Objective: Rewrite the listing below with "Identify all instances of" replaced by "Locate every instance of" everywhere it occurs, leaving everything else unchanged.

(Coordinate annotation entries)
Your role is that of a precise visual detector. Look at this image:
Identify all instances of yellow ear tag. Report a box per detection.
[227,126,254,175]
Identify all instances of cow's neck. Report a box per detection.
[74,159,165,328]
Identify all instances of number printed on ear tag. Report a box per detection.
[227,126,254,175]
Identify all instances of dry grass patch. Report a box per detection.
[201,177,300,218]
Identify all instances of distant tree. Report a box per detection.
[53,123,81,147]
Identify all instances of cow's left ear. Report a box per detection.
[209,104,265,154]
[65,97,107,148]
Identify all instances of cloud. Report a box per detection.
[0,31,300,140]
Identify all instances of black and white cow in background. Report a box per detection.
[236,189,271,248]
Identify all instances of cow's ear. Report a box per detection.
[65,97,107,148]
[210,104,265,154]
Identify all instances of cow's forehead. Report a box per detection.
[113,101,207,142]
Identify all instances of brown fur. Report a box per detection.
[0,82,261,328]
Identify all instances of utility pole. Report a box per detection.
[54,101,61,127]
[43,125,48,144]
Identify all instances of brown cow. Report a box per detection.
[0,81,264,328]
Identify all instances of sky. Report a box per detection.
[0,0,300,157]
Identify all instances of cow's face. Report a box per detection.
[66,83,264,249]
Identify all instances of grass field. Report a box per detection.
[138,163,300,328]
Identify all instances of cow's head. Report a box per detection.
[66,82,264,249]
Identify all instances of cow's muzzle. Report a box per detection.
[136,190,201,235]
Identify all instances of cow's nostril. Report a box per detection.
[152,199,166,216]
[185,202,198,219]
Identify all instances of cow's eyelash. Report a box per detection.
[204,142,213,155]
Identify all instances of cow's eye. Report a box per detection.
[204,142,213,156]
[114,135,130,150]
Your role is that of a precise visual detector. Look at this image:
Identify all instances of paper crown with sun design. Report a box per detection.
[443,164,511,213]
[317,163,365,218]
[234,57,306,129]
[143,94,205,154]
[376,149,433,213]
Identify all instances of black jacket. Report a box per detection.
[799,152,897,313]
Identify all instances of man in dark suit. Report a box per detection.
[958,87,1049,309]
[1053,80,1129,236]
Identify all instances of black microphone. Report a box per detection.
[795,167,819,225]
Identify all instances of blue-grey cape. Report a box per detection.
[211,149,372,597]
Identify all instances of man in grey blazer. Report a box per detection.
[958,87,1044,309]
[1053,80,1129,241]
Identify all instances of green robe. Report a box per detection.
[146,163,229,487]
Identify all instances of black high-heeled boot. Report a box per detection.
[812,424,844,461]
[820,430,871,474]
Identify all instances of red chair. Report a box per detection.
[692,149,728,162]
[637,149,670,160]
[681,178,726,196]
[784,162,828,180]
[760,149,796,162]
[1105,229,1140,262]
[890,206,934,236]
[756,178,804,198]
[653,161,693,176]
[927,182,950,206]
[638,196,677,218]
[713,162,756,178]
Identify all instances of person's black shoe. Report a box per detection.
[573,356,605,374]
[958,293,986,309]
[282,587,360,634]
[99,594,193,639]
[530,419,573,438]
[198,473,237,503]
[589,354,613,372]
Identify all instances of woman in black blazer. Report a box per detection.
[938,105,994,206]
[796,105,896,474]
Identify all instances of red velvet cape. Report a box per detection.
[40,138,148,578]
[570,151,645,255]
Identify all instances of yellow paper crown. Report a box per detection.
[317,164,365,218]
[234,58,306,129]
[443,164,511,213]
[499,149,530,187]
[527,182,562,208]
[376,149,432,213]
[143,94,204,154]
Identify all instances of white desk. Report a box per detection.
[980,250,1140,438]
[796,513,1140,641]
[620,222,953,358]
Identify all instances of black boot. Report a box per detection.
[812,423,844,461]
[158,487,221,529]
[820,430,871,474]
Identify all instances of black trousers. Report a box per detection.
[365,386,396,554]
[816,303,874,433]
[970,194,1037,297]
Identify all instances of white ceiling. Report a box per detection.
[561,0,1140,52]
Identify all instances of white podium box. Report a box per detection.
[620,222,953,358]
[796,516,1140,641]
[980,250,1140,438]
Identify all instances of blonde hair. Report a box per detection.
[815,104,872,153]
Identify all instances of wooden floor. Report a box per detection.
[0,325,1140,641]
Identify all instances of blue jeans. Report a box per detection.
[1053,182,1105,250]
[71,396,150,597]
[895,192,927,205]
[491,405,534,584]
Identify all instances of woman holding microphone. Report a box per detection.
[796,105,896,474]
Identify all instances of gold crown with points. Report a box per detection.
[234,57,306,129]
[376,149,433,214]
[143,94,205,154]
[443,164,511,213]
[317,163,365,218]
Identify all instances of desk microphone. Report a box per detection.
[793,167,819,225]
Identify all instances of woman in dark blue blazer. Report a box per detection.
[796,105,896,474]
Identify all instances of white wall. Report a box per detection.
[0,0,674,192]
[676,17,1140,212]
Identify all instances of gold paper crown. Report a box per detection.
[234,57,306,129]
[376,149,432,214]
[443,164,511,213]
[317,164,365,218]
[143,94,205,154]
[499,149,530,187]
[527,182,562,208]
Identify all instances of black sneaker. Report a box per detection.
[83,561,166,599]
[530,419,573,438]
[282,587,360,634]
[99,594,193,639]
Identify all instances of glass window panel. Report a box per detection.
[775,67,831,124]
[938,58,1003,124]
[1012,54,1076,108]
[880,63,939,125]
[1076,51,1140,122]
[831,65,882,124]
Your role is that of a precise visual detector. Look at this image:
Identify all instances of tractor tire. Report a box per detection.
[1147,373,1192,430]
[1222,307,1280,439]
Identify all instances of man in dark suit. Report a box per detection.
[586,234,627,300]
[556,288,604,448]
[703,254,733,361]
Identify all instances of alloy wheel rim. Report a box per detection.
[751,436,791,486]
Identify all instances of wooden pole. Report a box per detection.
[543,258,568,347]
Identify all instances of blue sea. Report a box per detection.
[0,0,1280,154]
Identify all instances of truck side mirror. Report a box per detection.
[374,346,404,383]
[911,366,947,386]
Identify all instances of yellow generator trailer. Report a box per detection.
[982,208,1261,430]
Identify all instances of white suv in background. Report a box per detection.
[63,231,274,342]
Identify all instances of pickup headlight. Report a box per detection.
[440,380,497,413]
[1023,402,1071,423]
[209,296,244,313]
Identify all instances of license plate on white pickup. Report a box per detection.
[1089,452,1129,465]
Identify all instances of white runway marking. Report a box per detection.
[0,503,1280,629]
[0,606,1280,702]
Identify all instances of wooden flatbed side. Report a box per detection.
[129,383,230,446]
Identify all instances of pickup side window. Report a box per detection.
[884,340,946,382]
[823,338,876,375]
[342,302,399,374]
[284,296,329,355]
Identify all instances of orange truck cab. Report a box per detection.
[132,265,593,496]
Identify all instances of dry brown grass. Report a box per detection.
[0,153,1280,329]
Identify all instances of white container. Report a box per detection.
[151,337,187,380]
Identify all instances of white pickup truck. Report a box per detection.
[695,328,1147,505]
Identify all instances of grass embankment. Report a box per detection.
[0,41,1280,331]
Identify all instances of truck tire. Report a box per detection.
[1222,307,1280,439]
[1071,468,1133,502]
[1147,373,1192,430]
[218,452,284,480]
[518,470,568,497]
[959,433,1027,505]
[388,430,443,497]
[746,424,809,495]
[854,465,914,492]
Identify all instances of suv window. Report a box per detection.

Final result:
Your role is that of a precise visual detector. Look at this image:
Locate every instance of yellow ear tag. Report a box per detection.
[227,126,254,175]
Locate every instance of cow's neck. Report a box per detection.
[74,159,165,328]
Locate every instance of number printed on ear tag. Report a box per detection.
[227,126,254,175]
Locate every instance of dry grass patch. Report a box per detection.
[201,177,300,218]
Locate every instance of distant tree. Report a box per detection.
[53,123,81,147]
Locate every instance of cow's left ear. Report a box per detection.
[209,104,265,154]
[65,97,107,148]
Locate every instance of cloud. Report a box per detection.
[0,31,300,140]
Locate every instance of black and white cow in background. Report a box per detection.
[236,189,271,248]
Locate every instance of cow's ear. Report a box per detection.
[65,97,107,148]
[210,104,265,154]
Locate every instance of cow's forehead. Report a box per detection.
[113,101,207,142]
Locate every instance of brown fur. Report a box per detection.
[0,82,261,328]
Locate every instance of utility pole. Report a box per detection.
[54,101,61,127]
[43,125,48,144]
Locate every instance of brown cow. Report a box per detection.
[0,81,264,328]
Locate every instance of sky. Report a box per detection.
[0,0,300,157]
Locate every instance of cow's face. Report a box per detection.
[66,83,264,249]
Locate every instance of grass field. Report a box per detection.
[138,163,300,328]
Locate every instance of cow's head. Report a box per detection.
[66,82,264,249]
Locate every instance of cow's muzzle. Report a box per detection.
[136,190,201,235]
Locate every instance of cow's nostril. Report a box per detection.
[152,199,166,216]
[185,202,198,219]
Locate every instance of cow's eyelash. Report a box per detection.
[204,142,213,155]
Locate every instance of cow's eye. Report a box per detection.
[204,142,213,156]
[114,135,130,150]
Your role is that of a precise visual detector. Look at this image:
Locate every instance of paper crown with sun design. Report a box per detection.
[443,164,511,213]
[317,163,365,218]
[234,57,306,129]
[143,94,205,154]
[376,149,433,213]
Locate every instance of black jacket. Report a box per detection.
[799,152,897,313]
Locate every instance of man in dark suit. Report a box per detection.
[958,87,1049,309]
[1053,80,1129,236]
Locate every instance of black microphone. Report a box per detection.
[795,167,819,225]
Locate every instance of blue-grey cape. Report a box per detection.
[211,149,372,597]
Locate every instance of man in grey blazer. Report a box per detection.
[958,87,1044,309]
[1053,80,1129,241]
Locate every instance of green robe. Report a box per detection.
[146,163,229,487]
Locate every instance of black high-heeled boot. Report a box per detection.
[812,424,844,461]
[820,430,871,474]
Locate every instance of red chair. Report a box per detection.
[692,149,728,162]
[637,149,670,160]
[681,178,726,196]
[784,162,828,180]
[760,149,796,162]
[1105,229,1140,262]
[890,206,934,236]
[756,178,804,198]
[653,161,693,176]
[927,182,950,206]
[638,196,677,218]
[713,162,756,178]
Locate every instance of person's black shoe. Report a box per detection.
[573,356,605,374]
[958,293,986,309]
[282,587,360,634]
[99,594,193,639]
[530,419,573,438]
[198,473,237,503]
[589,354,613,372]
Locate every instance of woman in black blazer. Report a box per detection.
[938,105,994,206]
[796,105,896,474]
Locate every instance of red velvet cape. Report a box per detection.
[40,138,148,578]
[570,151,645,255]
Locate every instance of yellow paper crown. Report a box per detection.
[317,164,365,218]
[234,58,306,129]
[443,164,511,213]
[499,149,530,187]
[527,182,562,208]
[376,149,432,213]
[143,94,204,154]
Locate every instance of white desk. Report a box per detection.
[980,250,1140,438]
[796,513,1140,641]
[620,222,953,358]
Locate every instance of black boot. Report a box per detection.
[812,423,844,461]
[158,487,221,529]
[820,430,871,474]
Locate every instance of black trousers. Report a box per detection.
[365,386,396,554]
[816,303,874,433]
[970,194,1037,297]
Locate every instance of white ceiling. Report a box per detection.
[561,0,1140,52]
Locate every instance of white podium box. Report a box per detection.
[620,222,953,358]
[796,516,1140,641]
[980,250,1140,438]
Locate every instance of blonde hair. Report a box per detection.
[815,104,872,153]
Locate every instance of wooden floor. Report a box per detection.
[0,325,1140,641]
Locate every instance of blue jeans. Report a box per detection.
[1053,182,1105,250]
[71,396,150,597]
[895,192,927,205]
[491,405,534,584]
Locate every instance of woman holding microphone. Report a box per detection.
[796,105,896,474]
Locate every instance of gold crown with points. Report a box per detection.
[234,57,306,129]
[376,149,433,214]
[143,94,205,154]
[443,164,511,213]
[317,163,365,218]
Locate every instance of desk microphone. Report a box per detection.
[793,167,819,225]
Locate every instance of woman in dark blue blazer. Report a box per detection.
[796,105,896,474]
Locate every instance of white wall. Report a box per detection.
[0,0,674,192]
[676,17,1140,212]
Locate every instance of gold paper crown. Report a box per detection.
[234,57,306,129]
[376,149,432,214]
[443,164,511,213]
[317,164,365,218]
[143,94,205,154]
[499,149,530,187]
[527,182,562,208]
Locate every instance of black sneaker. Report a box per detection.
[83,561,166,599]
[530,419,573,438]
[282,587,360,634]
[99,594,193,639]
Locate every instance of glass window panel. Report a box per detection.
[775,67,831,124]
[938,58,1003,124]
[1012,54,1076,108]
[880,63,939,125]
[1076,51,1140,122]
[831,65,882,124]
Your role is that of a precise visual detector. Look at this image:
Locate every instance of tractor tire. Report a box per detection.
[1147,373,1192,430]
[1222,307,1280,439]
Locate every instance of man in dark suit. Report a box per detection.
[586,234,627,300]
[556,288,604,448]
[703,254,733,361]
Locate every instance of alloy wheel rim. Report a box per detection.
[751,436,791,486]
Locate every instance of wooden pole. Report a box per detection.
[543,258,568,347]
Locate every instance of blue sea. Report a box per detection.
[0,0,1280,154]
Locate every instance of truck side mirror. Report a box per detection.
[374,346,404,383]
[911,366,947,386]
Locate every instance of yellow generator trailer. Report a box per detection.
[982,208,1261,430]
Locate every instance of white suv in background. Report a box per detection.
[63,231,274,342]
Locate every instance of pickup headlight. Report a box per detection.
[440,380,497,413]
[1023,402,1071,423]
[209,296,244,313]
Locate every instance of license plate on white pickup. Report a box per detection.
[1089,452,1129,465]
Locate every instance of white runway marking. Report a box per detection.
[0,503,1280,629]
[0,606,1280,702]
Locate every instance of wooden flatbed side. Report a box per detection.
[129,383,230,446]
Locate every instance of pickup side window. Report a box per detection.
[884,340,946,382]
[823,338,876,375]
[342,302,399,374]
[284,296,329,355]
Locate every instance of orange truck cab. Report a box per detection.
[132,265,593,496]
Locate every instance of dry brown grass. Report a box per detection.
[0,153,1280,329]
Locate every instance of white container. Report a box per detection.
[151,337,187,380]
Locate every instance of white pickup truck. Report a box per detection.
[695,328,1147,505]
Locate every instance of grass embankment. Report a box per detection.
[0,41,1280,331]
Locate every instance of truck tire. Report a box per detection.
[1222,307,1280,439]
[1071,468,1133,502]
[1147,373,1192,430]
[218,452,284,480]
[518,470,568,497]
[959,433,1027,505]
[388,430,443,497]
[746,424,809,495]
[854,465,914,492]
Locate every instance of suv window. Report a box per detection.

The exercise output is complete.